## YOUR TASK
Treat the line containing "Reviewer note: every instance of the white wall" as the first line and the final line of the material below as the last; reproduce that range exactly.

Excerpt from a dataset
--------------------------------
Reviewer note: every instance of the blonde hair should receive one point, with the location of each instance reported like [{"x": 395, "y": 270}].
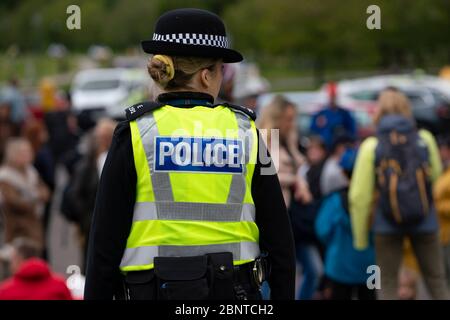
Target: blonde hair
[
  {"x": 271, "y": 115},
  {"x": 176, "y": 72},
  {"x": 392, "y": 101},
  {"x": 12, "y": 145}
]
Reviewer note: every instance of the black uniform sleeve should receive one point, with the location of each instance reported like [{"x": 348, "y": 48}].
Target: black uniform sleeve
[
  {"x": 275, "y": 230},
  {"x": 112, "y": 218}
]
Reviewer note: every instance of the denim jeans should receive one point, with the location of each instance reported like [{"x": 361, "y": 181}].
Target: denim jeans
[{"x": 309, "y": 259}]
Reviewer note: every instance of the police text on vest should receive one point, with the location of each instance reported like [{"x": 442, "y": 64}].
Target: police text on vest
[{"x": 198, "y": 154}]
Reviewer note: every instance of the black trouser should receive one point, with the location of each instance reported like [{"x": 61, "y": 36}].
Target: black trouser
[{"x": 342, "y": 291}]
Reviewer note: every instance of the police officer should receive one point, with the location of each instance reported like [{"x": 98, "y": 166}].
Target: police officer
[{"x": 185, "y": 209}]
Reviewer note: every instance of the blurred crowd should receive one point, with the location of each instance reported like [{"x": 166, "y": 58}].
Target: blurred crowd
[
  {"x": 35, "y": 145},
  {"x": 326, "y": 178},
  {"x": 336, "y": 203}
]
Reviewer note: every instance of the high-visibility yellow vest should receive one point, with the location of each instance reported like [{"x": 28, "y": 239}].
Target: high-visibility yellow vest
[{"x": 194, "y": 173}]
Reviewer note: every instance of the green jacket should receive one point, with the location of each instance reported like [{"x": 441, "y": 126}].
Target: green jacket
[{"x": 362, "y": 186}]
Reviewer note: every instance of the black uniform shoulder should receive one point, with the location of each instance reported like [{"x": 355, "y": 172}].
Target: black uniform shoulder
[
  {"x": 248, "y": 112},
  {"x": 137, "y": 110}
]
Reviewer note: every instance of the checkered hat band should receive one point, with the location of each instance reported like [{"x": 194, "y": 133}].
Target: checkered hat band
[{"x": 194, "y": 39}]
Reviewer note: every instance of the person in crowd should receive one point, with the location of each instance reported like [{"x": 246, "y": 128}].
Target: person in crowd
[
  {"x": 6, "y": 126},
  {"x": 332, "y": 178},
  {"x": 248, "y": 85},
  {"x": 281, "y": 114},
  {"x": 345, "y": 267},
  {"x": 32, "y": 278},
  {"x": 11, "y": 93},
  {"x": 442, "y": 199},
  {"x": 36, "y": 133},
  {"x": 23, "y": 194},
  {"x": 333, "y": 121},
  {"x": 400, "y": 163},
  {"x": 83, "y": 187},
  {"x": 303, "y": 216},
  {"x": 407, "y": 284}
]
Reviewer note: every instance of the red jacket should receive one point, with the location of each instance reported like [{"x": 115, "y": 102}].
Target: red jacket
[{"x": 34, "y": 281}]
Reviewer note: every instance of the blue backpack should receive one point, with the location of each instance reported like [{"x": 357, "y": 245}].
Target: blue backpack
[{"x": 403, "y": 173}]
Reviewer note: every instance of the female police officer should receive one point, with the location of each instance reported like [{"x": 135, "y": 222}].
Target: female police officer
[{"x": 184, "y": 209}]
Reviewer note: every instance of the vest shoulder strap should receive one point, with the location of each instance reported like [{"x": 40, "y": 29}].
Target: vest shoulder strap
[
  {"x": 248, "y": 112},
  {"x": 137, "y": 110}
]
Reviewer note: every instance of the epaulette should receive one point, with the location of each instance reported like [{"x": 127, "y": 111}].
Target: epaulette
[
  {"x": 137, "y": 110},
  {"x": 249, "y": 112}
]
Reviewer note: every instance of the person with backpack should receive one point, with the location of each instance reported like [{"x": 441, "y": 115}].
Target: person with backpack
[
  {"x": 392, "y": 183},
  {"x": 345, "y": 267}
]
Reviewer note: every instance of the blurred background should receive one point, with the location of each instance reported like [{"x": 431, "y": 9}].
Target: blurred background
[{"x": 62, "y": 91}]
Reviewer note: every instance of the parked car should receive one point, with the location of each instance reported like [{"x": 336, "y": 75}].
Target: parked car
[
  {"x": 107, "y": 92},
  {"x": 429, "y": 96},
  {"x": 310, "y": 102}
]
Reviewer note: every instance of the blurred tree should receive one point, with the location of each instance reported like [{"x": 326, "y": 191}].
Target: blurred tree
[{"x": 318, "y": 35}]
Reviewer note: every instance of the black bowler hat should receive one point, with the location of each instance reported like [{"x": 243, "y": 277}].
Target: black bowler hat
[{"x": 191, "y": 32}]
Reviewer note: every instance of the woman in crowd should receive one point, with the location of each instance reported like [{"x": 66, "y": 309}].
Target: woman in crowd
[
  {"x": 281, "y": 114},
  {"x": 399, "y": 158},
  {"x": 23, "y": 194}
]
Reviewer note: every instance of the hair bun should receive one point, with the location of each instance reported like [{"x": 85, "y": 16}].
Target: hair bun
[{"x": 161, "y": 69}]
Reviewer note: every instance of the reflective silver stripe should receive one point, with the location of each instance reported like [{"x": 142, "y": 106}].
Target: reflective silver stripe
[
  {"x": 238, "y": 182},
  {"x": 144, "y": 255},
  {"x": 193, "y": 211},
  {"x": 148, "y": 130}
]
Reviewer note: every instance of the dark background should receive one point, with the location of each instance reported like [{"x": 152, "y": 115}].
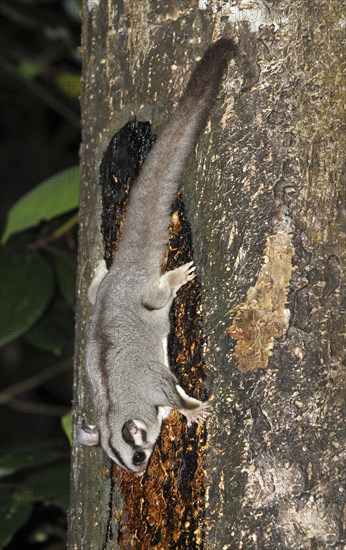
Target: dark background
[{"x": 40, "y": 67}]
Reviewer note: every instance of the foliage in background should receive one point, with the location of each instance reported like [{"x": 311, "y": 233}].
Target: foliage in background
[{"x": 40, "y": 133}]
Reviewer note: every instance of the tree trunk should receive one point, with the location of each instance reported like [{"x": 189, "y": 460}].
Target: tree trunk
[{"x": 264, "y": 201}]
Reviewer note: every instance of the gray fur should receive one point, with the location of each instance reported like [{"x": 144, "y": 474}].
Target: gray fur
[{"x": 126, "y": 360}]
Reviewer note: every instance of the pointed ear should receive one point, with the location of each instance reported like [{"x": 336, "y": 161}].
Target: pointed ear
[{"x": 88, "y": 435}]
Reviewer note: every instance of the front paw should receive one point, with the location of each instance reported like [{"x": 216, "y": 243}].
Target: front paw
[
  {"x": 199, "y": 415},
  {"x": 182, "y": 275},
  {"x": 192, "y": 409}
]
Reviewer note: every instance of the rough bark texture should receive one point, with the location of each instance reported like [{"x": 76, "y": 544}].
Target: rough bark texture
[{"x": 264, "y": 197}]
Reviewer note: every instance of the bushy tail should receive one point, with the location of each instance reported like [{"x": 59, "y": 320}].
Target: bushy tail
[{"x": 145, "y": 234}]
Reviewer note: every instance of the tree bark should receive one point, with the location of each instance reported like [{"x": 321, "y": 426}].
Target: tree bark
[{"x": 264, "y": 198}]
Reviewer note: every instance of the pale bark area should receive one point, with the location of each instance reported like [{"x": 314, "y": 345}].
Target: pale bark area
[{"x": 264, "y": 198}]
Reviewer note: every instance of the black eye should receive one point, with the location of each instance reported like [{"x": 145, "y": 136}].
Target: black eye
[{"x": 139, "y": 457}]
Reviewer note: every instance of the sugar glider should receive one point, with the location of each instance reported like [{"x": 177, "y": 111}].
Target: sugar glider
[{"x": 126, "y": 354}]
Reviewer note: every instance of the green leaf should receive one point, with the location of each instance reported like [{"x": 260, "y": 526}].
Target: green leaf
[
  {"x": 66, "y": 268},
  {"x": 26, "y": 288},
  {"x": 66, "y": 422},
  {"x": 54, "y": 197},
  {"x": 54, "y": 331},
  {"x": 69, "y": 84},
  {"x": 17, "y": 499}
]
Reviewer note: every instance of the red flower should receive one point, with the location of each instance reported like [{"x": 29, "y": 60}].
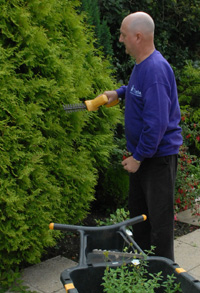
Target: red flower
[
  {"x": 183, "y": 118},
  {"x": 188, "y": 136}
]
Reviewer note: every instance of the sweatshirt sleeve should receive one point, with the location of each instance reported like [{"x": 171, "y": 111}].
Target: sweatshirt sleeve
[
  {"x": 121, "y": 91},
  {"x": 155, "y": 121}
]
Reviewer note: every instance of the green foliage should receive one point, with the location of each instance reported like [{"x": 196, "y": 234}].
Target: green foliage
[
  {"x": 189, "y": 85},
  {"x": 136, "y": 279},
  {"x": 188, "y": 181},
  {"x": 102, "y": 32},
  {"x": 172, "y": 18},
  {"x": 188, "y": 176},
  {"x": 49, "y": 160}
]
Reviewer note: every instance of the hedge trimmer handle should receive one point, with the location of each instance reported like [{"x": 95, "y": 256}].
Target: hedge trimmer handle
[{"x": 93, "y": 105}]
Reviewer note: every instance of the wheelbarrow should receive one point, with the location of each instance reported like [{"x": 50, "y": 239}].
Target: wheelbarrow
[{"x": 104, "y": 246}]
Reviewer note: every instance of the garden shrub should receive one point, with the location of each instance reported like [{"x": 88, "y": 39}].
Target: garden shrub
[
  {"x": 49, "y": 160},
  {"x": 188, "y": 176}
]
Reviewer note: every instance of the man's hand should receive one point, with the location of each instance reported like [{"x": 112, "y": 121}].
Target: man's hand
[
  {"x": 111, "y": 95},
  {"x": 130, "y": 165}
]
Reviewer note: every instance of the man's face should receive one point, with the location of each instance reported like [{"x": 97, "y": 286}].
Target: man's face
[{"x": 128, "y": 38}]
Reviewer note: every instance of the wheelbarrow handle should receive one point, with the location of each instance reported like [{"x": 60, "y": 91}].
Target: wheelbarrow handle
[
  {"x": 65, "y": 227},
  {"x": 69, "y": 287}
]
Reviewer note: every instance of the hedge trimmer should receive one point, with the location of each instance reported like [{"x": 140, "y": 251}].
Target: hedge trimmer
[{"x": 90, "y": 105}]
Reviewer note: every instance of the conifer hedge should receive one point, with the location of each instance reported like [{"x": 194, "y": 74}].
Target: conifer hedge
[{"x": 49, "y": 161}]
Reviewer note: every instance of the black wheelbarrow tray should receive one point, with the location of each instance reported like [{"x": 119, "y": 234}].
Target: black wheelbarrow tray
[{"x": 104, "y": 246}]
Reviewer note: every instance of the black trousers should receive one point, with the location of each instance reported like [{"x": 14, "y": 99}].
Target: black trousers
[{"x": 151, "y": 192}]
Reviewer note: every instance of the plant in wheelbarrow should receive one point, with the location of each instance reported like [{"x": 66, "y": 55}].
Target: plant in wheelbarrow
[{"x": 135, "y": 278}]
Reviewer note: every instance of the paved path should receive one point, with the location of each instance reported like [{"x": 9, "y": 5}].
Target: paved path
[{"x": 45, "y": 277}]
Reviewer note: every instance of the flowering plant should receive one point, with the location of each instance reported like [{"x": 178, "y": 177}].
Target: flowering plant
[
  {"x": 187, "y": 190},
  {"x": 188, "y": 181}
]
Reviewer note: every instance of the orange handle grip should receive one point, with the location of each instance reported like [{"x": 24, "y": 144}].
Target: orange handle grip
[{"x": 115, "y": 102}]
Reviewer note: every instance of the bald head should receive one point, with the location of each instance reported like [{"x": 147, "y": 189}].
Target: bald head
[
  {"x": 137, "y": 34},
  {"x": 140, "y": 22}
]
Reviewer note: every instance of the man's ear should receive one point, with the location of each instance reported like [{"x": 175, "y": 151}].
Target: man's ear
[{"x": 139, "y": 37}]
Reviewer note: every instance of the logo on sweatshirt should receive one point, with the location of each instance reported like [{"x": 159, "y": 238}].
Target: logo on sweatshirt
[{"x": 135, "y": 92}]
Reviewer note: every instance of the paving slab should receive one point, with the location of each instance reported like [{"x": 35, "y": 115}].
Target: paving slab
[
  {"x": 188, "y": 217},
  {"x": 45, "y": 277}
]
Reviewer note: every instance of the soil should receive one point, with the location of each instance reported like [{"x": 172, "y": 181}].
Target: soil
[{"x": 68, "y": 246}]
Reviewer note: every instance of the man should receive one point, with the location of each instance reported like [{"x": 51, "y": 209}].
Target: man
[{"x": 152, "y": 115}]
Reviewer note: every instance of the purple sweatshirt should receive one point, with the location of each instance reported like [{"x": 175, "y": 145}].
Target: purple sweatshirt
[{"x": 152, "y": 111}]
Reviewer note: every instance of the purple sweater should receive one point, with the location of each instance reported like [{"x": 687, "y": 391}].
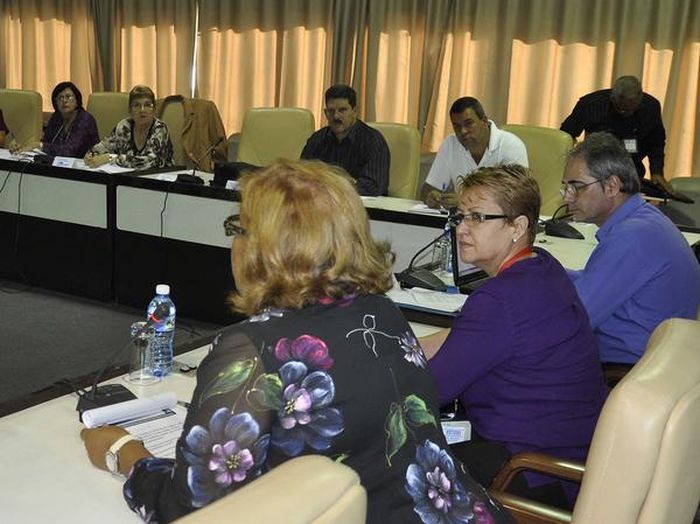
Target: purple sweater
[
  {"x": 522, "y": 358},
  {"x": 75, "y": 141}
]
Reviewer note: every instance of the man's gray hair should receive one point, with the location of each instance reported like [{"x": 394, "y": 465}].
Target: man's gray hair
[
  {"x": 605, "y": 156},
  {"x": 627, "y": 88}
]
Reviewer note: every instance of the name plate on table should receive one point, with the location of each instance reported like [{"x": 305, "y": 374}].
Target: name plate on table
[{"x": 457, "y": 430}]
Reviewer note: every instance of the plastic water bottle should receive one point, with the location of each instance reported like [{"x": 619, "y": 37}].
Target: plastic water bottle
[{"x": 161, "y": 345}]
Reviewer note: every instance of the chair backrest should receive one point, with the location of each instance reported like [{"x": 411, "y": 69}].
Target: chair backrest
[
  {"x": 108, "y": 108},
  {"x": 679, "y": 212},
  {"x": 173, "y": 115},
  {"x": 269, "y": 133},
  {"x": 23, "y": 114},
  {"x": 309, "y": 489},
  {"x": 546, "y": 153},
  {"x": 644, "y": 461},
  {"x": 404, "y": 146}
]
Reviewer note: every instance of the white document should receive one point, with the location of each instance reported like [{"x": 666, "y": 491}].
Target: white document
[
  {"x": 457, "y": 431},
  {"x": 63, "y": 161},
  {"x": 423, "y": 209},
  {"x": 129, "y": 410},
  {"x": 426, "y": 299},
  {"x": 113, "y": 168},
  {"x": 159, "y": 432}
]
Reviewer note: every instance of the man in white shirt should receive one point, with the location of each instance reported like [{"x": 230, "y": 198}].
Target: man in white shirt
[{"x": 477, "y": 142}]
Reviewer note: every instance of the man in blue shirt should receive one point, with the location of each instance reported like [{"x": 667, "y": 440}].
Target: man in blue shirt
[{"x": 642, "y": 271}]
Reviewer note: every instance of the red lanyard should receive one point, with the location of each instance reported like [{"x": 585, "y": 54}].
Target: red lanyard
[{"x": 524, "y": 252}]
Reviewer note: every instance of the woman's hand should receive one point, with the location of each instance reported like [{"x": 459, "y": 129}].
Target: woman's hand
[
  {"x": 98, "y": 441},
  {"x": 93, "y": 160}
]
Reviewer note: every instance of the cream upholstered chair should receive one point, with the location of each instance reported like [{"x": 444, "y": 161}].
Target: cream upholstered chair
[
  {"x": 404, "y": 146},
  {"x": 174, "y": 118},
  {"x": 269, "y": 133},
  {"x": 304, "y": 490},
  {"x": 546, "y": 153},
  {"x": 108, "y": 108},
  {"x": 22, "y": 112},
  {"x": 644, "y": 462},
  {"x": 679, "y": 212}
]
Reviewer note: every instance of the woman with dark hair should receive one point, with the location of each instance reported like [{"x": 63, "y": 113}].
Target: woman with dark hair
[
  {"x": 71, "y": 131},
  {"x": 325, "y": 364},
  {"x": 141, "y": 141},
  {"x": 520, "y": 356}
]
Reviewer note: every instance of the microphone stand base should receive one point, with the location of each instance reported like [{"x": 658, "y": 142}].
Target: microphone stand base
[{"x": 103, "y": 396}]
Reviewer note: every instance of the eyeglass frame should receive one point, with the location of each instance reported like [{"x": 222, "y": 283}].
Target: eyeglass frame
[
  {"x": 573, "y": 190},
  {"x": 474, "y": 218},
  {"x": 232, "y": 229},
  {"x": 145, "y": 105}
]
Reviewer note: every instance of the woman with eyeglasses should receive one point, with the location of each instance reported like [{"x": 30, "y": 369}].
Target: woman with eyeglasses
[
  {"x": 140, "y": 141},
  {"x": 325, "y": 364},
  {"x": 71, "y": 130},
  {"x": 520, "y": 356}
]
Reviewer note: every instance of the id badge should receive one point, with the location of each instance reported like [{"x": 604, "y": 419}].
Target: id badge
[{"x": 630, "y": 145}]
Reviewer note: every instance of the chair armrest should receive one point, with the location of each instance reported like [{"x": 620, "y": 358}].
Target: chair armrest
[
  {"x": 539, "y": 462},
  {"x": 530, "y": 512}
]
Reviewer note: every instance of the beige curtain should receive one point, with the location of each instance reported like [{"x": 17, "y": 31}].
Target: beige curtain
[
  {"x": 156, "y": 45},
  {"x": 46, "y": 43},
  {"x": 263, "y": 53}
]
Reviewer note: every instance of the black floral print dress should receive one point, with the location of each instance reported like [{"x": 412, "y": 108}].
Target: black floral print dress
[{"x": 346, "y": 379}]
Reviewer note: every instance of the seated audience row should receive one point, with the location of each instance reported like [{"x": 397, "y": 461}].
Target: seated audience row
[
  {"x": 141, "y": 141},
  {"x": 325, "y": 364},
  {"x": 520, "y": 356}
]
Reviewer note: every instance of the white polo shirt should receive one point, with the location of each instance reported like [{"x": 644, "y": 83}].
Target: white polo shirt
[{"x": 454, "y": 160}]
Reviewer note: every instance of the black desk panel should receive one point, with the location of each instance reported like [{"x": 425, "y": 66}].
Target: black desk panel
[{"x": 56, "y": 228}]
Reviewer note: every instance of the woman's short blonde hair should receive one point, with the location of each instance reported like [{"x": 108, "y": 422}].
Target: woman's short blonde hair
[
  {"x": 307, "y": 238},
  {"x": 513, "y": 188},
  {"x": 141, "y": 92}
]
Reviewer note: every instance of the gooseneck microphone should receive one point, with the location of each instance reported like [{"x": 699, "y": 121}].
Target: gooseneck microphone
[
  {"x": 557, "y": 226},
  {"x": 192, "y": 178},
  {"x": 113, "y": 393},
  {"x": 207, "y": 153},
  {"x": 422, "y": 277}
]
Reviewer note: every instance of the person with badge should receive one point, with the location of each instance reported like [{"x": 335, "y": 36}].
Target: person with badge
[
  {"x": 631, "y": 115},
  {"x": 520, "y": 356}
]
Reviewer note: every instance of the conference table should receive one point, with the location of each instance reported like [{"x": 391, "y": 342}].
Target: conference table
[
  {"x": 47, "y": 476},
  {"x": 123, "y": 233}
]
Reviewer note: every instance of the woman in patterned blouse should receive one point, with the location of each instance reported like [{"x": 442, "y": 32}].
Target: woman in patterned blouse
[
  {"x": 325, "y": 364},
  {"x": 141, "y": 141}
]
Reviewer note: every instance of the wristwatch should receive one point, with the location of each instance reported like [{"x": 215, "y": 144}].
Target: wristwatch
[{"x": 112, "y": 455}]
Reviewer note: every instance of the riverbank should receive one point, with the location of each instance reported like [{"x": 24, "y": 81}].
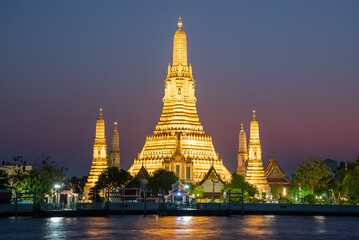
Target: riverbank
[{"x": 208, "y": 209}]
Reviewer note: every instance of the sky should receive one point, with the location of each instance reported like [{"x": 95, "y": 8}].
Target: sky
[{"x": 295, "y": 62}]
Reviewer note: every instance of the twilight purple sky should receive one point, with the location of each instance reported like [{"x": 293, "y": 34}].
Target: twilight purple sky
[{"x": 295, "y": 62}]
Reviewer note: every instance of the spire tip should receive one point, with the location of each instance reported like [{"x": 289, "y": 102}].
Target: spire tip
[{"x": 180, "y": 22}]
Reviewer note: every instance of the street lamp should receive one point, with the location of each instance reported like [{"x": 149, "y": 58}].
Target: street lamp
[
  {"x": 213, "y": 181},
  {"x": 57, "y": 187}
]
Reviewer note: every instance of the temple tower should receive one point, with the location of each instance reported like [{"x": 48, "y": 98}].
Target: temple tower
[
  {"x": 255, "y": 173},
  {"x": 242, "y": 152},
  {"x": 99, "y": 162},
  {"x": 114, "y": 160},
  {"x": 179, "y": 143}
]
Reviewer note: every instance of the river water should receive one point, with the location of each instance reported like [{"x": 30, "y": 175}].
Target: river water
[{"x": 153, "y": 227}]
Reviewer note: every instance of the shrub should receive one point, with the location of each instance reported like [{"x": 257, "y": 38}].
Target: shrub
[{"x": 310, "y": 199}]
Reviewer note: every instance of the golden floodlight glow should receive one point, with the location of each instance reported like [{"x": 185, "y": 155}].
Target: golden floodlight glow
[
  {"x": 179, "y": 143},
  {"x": 255, "y": 173},
  {"x": 99, "y": 161}
]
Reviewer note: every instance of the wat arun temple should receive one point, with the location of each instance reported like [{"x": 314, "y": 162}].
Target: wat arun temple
[{"x": 179, "y": 143}]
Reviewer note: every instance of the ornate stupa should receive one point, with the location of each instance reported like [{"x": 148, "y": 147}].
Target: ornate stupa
[
  {"x": 114, "y": 160},
  {"x": 242, "y": 152},
  {"x": 99, "y": 162},
  {"x": 255, "y": 174},
  {"x": 179, "y": 143}
]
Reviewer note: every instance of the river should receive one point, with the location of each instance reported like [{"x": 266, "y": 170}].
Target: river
[{"x": 153, "y": 227}]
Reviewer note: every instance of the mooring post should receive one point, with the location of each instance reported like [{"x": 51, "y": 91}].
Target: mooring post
[
  {"x": 123, "y": 201},
  {"x": 108, "y": 201},
  {"x": 34, "y": 209},
  {"x": 242, "y": 202},
  {"x": 164, "y": 201},
  {"x": 15, "y": 204},
  {"x": 145, "y": 200},
  {"x": 229, "y": 202}
]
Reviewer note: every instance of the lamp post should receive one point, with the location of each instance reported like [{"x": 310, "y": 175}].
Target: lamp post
[
  {"x": 213, "y": 181},
  {"x": 57, "y": 187}
]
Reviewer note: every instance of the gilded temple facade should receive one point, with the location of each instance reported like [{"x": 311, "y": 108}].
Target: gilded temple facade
[
  {"x": 250, "y": 160},
  {"x": 179, "y": 143},
  {"x": 100, "y": 160},
  {"x": 114, "y": 159}
]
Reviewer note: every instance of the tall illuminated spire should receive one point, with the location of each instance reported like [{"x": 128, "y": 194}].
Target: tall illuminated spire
[
  {"x": 99, "y": 161},
  {"x": 242, "y": 152},
  {"x": 179, "y": 143},
  {"x": 255, "y": 173},
  {"x": 180, "y": 46},
  {"x": 115, "y": 149}
]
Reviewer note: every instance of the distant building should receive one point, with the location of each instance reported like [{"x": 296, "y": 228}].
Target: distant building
[
  {"x": 276, "y": 176},
  {"x": 212, "y": 185},
  {"x": 7, "y": 170},
  {"x": 100, "y": 160}
]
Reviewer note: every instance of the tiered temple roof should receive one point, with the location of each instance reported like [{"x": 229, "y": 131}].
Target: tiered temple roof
[{"x": 276, "y": 175}]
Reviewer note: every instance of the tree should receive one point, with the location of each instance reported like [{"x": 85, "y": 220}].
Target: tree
[
  {"x": 162, "y": 179},
  {"x": 313, "y": 175},
  {"x": 197, "y": 191},
  {"x": 350, "y": 183},
  {"x": 4, "y": 180},
  {"x": 40, "y": 179},
  {"x": 276, "y": 190},
  {"x": 237, "y": 184},
  {"x": 113, "y": 178}
]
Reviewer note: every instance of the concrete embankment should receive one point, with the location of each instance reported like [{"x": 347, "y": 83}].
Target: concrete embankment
[{"x": 208, "y": 209}]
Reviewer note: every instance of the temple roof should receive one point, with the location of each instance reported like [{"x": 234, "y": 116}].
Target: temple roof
[
  {"x": 274, "y": 173},
  {"x": 211, "y": 175},
  {"x": 142, "y": 174}
]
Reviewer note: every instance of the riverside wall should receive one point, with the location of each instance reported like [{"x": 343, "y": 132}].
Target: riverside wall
[{"x": 201, "y": 209}]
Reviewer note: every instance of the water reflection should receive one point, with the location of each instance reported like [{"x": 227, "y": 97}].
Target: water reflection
[
  {"x": 320, "y": 224},
  {"x": 54, "y": 228},
  {"x": 153, "y": 227}
]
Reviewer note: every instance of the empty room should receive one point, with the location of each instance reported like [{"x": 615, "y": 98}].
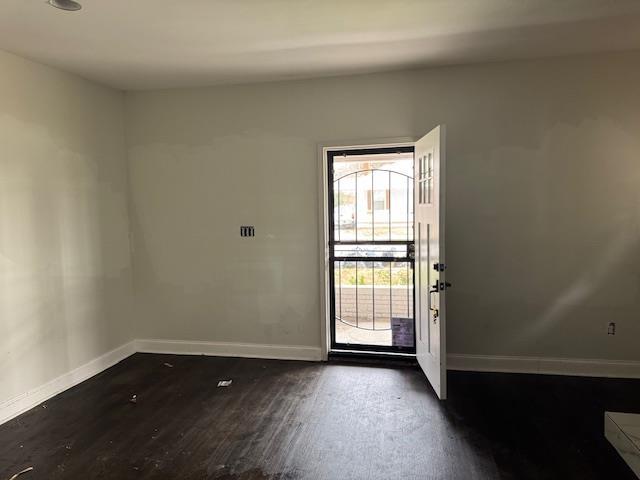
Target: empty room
[{"x": 330, "y": 239}]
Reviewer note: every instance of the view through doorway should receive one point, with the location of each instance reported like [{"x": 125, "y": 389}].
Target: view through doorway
[{"x": 371, "y": 249}]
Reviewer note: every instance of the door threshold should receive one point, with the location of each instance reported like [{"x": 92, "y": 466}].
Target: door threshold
[{"x": 372, "y": 357}]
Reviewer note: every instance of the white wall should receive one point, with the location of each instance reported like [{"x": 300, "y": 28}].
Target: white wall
[
  {"x": 65, "y": 269},
  {"x": 543, "y": 202}
]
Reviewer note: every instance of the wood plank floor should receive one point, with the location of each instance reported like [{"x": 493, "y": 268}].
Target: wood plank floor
[{"x": 296, "y": 420}]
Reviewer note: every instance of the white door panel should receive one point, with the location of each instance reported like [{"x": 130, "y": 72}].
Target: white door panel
[{"x": 430, "y": 262}]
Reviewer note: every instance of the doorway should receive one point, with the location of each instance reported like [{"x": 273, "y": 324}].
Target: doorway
[{"x": 371, "y": 249}]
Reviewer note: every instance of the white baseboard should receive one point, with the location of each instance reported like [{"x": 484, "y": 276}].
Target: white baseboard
[
  {"x": 15, "y": 406},
  {"x": 544, "y": 365},
  {"x": 229, "y": 349}
]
--------------------------------
## TASK RESPONSE
Reviewer note: every instance of the white wall should receive one point, with the location of each instance reported like [{"x": 300, "y": 28}].
Target: white wall
[
  {"x": 65, "y": 269},
  {"x": 543, "y": 202}
]
Reviewer note: every instance of the wood plank floor should receive one point, with the location of each instance reported like [{"x": 493, "y": 268}].
Target: wood plank floor
[{"x": 296, "y": 420}]
Reviewer note: every instance of the white door panel should receive one point, with the location of each instance reported like [{"x": 130, "y": 72}].
Target: white door panel
[{"x": 430, "y": 262}]
Reviewer note: every instance of the doorway should receive one point, with the location of each instance reported like [{"x": 273, "y": 324}].
Target: doorway
[{"x": 371, "y": 249}]
Reviewer note: every instance of the white baseboard should receive one point, with the location of each instance reported like [{"x": 484, "y": 276}].
Target: white baseboard
[
  {"x": 15, "y": 406},
  {"x": 544, "y": 365},
  {"x": 229, "y": 349}
]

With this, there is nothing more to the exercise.